La invención de la fotografía dio visos de realidad a una de las virtudes del Arte: representar el momento, el instante y a la vez, hacerlo subjetivamente convirtiendo al autor en algo trascendental; no ya un fotógrafo, sino un artista.
Si hay alguien, que como artesano de la imagen, eleva la fotografía del instante preciso hacia parámetros sublimados de la técnica fotográfica, ese es Jacques Henri Lartigue.
Recientemente hemos podido disfrutar de su vida y obra en Zaragoza. Y cuando digo su vida hablo bien, pues Lartigue no cesó en su empeño de inmortalizar recuerdos a base de placas y negativos. Su obsesión era plasmar para siempre las imágenes que un día nos sobrevivirán. O, como él decía, subsanar esa especie de enfermedad por la que “todas las cosas que me maravillan se escapan sin que pueda guardarlas lo suficiente en la memoria.” Con ese continum merece la pena embriagarse de fotografías que muestran estados puros del movimiento, la velocidad y la existencia. Porque eso viene a confirmar que el cambio es vida.

Datos de expresiones referenciales
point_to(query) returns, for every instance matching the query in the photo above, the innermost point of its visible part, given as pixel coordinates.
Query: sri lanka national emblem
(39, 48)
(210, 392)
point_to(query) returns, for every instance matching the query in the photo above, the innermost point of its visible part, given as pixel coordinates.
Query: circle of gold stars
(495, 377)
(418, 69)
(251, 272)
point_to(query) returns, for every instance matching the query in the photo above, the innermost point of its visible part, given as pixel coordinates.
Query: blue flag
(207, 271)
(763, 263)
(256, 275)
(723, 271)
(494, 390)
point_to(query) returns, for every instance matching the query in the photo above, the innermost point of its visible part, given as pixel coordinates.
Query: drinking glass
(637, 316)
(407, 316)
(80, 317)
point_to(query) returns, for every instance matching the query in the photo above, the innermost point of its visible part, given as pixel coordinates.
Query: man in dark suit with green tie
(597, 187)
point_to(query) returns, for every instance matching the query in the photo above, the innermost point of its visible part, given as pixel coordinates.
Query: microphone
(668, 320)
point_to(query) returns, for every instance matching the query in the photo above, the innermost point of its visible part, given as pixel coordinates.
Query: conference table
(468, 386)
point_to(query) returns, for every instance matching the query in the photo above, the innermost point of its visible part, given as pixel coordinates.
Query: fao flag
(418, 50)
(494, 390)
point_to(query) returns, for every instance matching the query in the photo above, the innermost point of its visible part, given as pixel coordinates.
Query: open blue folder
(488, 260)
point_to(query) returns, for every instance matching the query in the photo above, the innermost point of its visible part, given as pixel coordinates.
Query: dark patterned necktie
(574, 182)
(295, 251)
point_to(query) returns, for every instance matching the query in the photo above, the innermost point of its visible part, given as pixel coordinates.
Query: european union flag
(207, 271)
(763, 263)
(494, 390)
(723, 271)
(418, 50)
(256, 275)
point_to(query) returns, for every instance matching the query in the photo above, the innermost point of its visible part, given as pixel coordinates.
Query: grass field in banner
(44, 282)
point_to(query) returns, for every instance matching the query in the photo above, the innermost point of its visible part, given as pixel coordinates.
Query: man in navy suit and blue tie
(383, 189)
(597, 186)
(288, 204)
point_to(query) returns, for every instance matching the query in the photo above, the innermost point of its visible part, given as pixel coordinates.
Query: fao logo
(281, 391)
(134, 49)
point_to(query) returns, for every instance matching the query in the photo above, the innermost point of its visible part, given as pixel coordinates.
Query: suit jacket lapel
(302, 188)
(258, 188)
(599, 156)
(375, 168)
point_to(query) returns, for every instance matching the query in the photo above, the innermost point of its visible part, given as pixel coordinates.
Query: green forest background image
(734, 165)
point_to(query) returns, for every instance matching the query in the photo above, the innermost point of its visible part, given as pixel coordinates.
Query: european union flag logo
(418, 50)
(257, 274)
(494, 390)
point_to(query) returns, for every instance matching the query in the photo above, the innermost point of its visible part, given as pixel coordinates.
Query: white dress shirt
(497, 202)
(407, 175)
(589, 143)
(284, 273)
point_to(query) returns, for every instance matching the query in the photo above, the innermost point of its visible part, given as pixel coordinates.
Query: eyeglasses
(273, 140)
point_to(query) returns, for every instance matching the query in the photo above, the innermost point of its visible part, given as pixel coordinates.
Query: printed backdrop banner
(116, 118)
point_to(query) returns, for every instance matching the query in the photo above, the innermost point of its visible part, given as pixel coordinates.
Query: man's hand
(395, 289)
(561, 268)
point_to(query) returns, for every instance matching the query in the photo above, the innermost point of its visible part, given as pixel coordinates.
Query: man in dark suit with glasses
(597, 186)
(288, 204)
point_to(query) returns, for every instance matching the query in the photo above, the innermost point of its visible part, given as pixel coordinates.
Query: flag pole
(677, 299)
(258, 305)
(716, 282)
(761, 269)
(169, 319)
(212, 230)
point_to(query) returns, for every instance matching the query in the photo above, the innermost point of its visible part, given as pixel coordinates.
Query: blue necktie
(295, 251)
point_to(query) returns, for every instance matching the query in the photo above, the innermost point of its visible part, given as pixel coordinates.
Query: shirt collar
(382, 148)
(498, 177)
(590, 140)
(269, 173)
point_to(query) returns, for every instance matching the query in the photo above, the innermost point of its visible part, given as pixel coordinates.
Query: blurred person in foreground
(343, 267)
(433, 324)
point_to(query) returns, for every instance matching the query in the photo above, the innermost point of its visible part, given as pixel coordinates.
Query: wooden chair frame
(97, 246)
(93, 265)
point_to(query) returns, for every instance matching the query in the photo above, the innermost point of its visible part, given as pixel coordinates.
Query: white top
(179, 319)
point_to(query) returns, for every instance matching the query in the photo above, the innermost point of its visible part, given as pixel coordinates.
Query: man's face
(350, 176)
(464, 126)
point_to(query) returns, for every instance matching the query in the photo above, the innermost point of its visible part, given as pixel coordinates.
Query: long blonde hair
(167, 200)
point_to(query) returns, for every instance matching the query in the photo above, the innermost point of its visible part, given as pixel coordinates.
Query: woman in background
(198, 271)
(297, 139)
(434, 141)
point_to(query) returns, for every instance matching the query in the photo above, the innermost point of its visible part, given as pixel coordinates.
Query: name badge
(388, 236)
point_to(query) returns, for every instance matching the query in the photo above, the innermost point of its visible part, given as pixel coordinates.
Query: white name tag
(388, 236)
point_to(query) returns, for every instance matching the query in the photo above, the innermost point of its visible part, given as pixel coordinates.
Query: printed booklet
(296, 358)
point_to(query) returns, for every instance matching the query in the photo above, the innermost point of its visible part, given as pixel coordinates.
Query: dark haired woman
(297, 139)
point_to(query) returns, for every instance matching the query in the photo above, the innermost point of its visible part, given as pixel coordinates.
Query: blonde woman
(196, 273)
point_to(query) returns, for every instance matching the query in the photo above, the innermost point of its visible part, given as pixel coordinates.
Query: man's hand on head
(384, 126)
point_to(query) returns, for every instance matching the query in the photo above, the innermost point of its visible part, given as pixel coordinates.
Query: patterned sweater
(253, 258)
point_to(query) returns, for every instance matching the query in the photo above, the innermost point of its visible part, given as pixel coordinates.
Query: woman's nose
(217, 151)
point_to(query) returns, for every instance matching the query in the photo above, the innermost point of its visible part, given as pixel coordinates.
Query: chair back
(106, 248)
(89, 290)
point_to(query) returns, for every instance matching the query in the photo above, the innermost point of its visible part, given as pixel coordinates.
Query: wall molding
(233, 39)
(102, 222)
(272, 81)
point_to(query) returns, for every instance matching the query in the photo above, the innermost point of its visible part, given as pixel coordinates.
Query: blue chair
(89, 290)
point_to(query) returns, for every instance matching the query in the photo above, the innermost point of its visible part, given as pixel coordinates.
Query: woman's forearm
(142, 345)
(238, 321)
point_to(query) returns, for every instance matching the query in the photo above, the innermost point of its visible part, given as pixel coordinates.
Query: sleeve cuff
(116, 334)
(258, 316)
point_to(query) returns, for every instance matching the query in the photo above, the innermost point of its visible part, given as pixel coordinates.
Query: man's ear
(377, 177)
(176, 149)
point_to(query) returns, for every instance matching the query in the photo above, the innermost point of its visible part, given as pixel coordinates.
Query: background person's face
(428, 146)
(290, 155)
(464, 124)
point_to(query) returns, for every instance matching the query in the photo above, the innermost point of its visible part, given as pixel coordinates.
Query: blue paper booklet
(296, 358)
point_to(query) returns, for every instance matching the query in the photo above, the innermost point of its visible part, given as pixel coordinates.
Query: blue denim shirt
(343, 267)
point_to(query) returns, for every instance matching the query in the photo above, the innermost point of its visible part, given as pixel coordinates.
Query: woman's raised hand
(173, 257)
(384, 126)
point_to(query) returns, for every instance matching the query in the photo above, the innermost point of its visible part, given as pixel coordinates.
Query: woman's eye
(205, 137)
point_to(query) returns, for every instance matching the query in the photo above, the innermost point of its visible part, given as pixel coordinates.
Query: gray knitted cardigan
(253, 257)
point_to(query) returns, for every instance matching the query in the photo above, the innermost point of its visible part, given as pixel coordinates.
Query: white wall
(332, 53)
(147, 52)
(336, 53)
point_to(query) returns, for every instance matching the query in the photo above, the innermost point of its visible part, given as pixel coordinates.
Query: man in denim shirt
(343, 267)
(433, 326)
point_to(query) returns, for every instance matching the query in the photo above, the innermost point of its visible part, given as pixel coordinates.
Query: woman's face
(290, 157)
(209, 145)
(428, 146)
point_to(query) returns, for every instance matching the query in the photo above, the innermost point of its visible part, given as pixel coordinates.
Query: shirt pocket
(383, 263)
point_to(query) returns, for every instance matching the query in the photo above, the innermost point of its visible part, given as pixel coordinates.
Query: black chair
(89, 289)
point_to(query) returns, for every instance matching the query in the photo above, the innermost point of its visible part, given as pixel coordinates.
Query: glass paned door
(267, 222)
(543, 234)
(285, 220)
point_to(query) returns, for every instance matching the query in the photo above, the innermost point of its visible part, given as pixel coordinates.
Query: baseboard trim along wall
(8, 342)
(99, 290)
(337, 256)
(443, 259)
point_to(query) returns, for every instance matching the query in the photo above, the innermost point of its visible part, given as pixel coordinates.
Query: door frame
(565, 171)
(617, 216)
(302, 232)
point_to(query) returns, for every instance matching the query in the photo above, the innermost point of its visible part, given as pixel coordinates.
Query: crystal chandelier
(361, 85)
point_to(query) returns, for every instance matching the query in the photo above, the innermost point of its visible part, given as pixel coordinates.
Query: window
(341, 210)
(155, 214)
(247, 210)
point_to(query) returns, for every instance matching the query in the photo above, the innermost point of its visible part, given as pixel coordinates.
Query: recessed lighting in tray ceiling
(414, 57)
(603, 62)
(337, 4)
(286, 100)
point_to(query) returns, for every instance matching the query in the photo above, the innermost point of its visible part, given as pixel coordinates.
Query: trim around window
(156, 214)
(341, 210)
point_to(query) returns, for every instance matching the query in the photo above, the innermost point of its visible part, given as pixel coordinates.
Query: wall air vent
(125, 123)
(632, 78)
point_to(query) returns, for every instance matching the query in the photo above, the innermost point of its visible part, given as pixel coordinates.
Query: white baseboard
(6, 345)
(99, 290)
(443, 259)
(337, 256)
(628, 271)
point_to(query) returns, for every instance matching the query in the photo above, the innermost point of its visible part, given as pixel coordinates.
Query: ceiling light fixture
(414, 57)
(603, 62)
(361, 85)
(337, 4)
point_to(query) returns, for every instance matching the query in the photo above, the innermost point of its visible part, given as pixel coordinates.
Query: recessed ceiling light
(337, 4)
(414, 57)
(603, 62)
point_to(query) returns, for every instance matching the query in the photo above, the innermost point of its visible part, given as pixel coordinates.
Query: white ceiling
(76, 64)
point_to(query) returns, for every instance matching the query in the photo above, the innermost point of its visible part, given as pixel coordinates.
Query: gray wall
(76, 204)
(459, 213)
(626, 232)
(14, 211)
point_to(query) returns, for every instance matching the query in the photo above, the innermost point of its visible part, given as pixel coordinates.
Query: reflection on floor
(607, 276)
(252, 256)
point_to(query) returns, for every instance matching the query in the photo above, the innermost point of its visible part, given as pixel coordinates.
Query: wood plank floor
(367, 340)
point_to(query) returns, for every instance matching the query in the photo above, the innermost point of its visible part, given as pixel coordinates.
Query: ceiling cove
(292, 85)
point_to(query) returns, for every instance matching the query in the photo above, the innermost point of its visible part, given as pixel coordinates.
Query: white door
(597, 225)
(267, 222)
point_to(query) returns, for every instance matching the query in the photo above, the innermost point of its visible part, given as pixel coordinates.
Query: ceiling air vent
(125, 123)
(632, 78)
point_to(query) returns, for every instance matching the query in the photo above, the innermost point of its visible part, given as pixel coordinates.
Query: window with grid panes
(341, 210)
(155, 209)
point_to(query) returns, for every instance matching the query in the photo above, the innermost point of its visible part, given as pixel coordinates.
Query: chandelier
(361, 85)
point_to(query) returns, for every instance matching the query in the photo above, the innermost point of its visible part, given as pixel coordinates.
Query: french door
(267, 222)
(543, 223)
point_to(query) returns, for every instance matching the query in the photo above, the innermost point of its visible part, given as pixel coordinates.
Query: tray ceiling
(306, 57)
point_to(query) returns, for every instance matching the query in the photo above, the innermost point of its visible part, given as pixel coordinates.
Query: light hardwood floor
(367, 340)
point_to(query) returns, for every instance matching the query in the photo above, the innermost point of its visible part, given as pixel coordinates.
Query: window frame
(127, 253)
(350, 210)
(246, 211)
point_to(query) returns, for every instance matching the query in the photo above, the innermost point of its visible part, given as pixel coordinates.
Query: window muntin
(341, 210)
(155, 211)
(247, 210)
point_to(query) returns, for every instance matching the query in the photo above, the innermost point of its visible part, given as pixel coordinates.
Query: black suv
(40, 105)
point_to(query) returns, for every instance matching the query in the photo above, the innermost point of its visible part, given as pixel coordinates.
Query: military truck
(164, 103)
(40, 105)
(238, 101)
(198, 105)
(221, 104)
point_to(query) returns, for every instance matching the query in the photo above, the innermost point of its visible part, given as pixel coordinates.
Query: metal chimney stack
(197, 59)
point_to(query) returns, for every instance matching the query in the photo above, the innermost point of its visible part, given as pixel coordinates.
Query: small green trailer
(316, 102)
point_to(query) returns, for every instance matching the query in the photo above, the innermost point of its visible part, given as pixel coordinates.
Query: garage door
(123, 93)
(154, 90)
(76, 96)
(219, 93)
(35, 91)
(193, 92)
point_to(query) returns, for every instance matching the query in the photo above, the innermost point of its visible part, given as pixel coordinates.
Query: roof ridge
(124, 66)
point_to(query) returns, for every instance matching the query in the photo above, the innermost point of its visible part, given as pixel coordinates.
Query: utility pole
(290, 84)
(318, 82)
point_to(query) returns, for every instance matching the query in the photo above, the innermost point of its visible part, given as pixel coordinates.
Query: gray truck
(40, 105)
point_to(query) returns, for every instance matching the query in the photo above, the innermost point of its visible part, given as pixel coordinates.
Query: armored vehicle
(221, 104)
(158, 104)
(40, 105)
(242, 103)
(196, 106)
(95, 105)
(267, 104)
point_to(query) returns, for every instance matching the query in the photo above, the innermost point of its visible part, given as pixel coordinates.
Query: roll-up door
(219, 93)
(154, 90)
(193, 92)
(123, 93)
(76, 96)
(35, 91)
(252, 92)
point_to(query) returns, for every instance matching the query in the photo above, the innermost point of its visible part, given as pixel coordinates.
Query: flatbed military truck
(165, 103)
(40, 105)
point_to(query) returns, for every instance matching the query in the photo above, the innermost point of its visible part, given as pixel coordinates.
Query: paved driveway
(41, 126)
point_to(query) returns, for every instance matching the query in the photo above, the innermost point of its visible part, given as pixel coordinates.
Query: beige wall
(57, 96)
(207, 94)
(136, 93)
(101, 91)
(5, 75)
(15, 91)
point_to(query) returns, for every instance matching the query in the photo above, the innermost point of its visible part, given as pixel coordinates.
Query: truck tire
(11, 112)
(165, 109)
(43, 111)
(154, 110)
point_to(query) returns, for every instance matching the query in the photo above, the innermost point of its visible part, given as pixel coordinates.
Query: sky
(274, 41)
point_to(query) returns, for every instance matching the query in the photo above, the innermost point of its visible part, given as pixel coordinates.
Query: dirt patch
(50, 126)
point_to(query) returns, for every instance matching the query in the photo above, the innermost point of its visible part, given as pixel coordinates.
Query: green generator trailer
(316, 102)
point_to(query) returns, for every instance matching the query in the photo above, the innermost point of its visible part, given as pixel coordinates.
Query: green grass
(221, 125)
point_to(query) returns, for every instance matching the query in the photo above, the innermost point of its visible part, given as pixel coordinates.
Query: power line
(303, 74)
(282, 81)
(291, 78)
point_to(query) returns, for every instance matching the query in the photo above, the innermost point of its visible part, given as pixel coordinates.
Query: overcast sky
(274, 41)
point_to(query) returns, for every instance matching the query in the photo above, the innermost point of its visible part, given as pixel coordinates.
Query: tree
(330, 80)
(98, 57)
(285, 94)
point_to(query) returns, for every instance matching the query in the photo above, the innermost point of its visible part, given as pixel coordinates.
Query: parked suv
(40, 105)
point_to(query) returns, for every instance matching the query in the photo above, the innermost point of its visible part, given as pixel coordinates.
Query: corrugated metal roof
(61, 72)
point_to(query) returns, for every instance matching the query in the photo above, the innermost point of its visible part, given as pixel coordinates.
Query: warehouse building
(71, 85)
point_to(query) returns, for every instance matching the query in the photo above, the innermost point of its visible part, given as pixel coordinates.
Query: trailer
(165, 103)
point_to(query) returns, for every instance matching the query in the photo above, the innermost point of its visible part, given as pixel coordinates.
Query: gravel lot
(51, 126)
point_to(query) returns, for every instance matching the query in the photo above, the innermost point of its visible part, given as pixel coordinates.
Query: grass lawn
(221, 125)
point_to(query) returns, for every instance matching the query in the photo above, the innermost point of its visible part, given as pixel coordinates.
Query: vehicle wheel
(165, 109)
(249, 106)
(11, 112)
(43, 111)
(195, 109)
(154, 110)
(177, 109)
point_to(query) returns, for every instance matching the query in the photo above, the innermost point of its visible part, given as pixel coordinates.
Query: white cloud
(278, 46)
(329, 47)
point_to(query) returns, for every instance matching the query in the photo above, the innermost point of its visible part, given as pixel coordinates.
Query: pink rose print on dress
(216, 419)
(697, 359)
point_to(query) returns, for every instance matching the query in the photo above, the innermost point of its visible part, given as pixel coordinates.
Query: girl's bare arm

### Lista de actividades:
A – Enumera los estados puros que, según el texto sobre Lartigue, muestran sus fotografías.
B – Según el texto sobre Lartigue, ¿por qué se empeñaba el fotógrafo en inmortalizar recuerdos con placas y negativos? Responde en una a tres oraciones.
C – Sigue escribiendo el texto sobre Lartigue a partir de su última oración.

### Respuestas:
A – El movimiento, la velocidad y la existencia.

B – Quería remediar lo que él llamaba una especie de enfermedad. Por ella, todas las cosas que lo maravillaban se le escapaban sin que pudiera guardarlas lo suficiente en la memoria. Por eso buscaba plasmar para siempre las imágenes.

C –
El fotoperiodismo íntimo de Lartigue nos introduce en su vida sin caer en el voyeurismo que también alimenta al espectador. Nos regala partes de sus días. Una vida que él mismo atesoró en fotos y más fotos, álbumes y más álbumes. De esta manera construyó un legado de sí mismo. Hizo, de hecho, lo que yo sostengo: tras la experiencia sólo queda el recuerdo y nosotros, los fotógrafos, le damos forma con esa imagen tomada cuando formábamos parte de la vida.
La inmortalidad de la acción, del movimiento vital, es el leit motiv de Lartigue. Incluso por encima de enfoques y supuestos encuadres. Desde ese punto de vista, con Lartigue se aprende fotografía sólo con verla. Algo que no todos los fotógrafos pueden decir de sus obras.
Ahora que se cumplen veinticinco años de su muerte, me quedo con el retratista de la vida que fue. Como él, comparto cierta complacencia en el pasado, retroalimentando el futuro más que necesario. Y aunque no le alabe el gusto en todo, reconozco y aprendo del maestro y su obra, hasta el vértigo del momento que llega a producir estar vivo.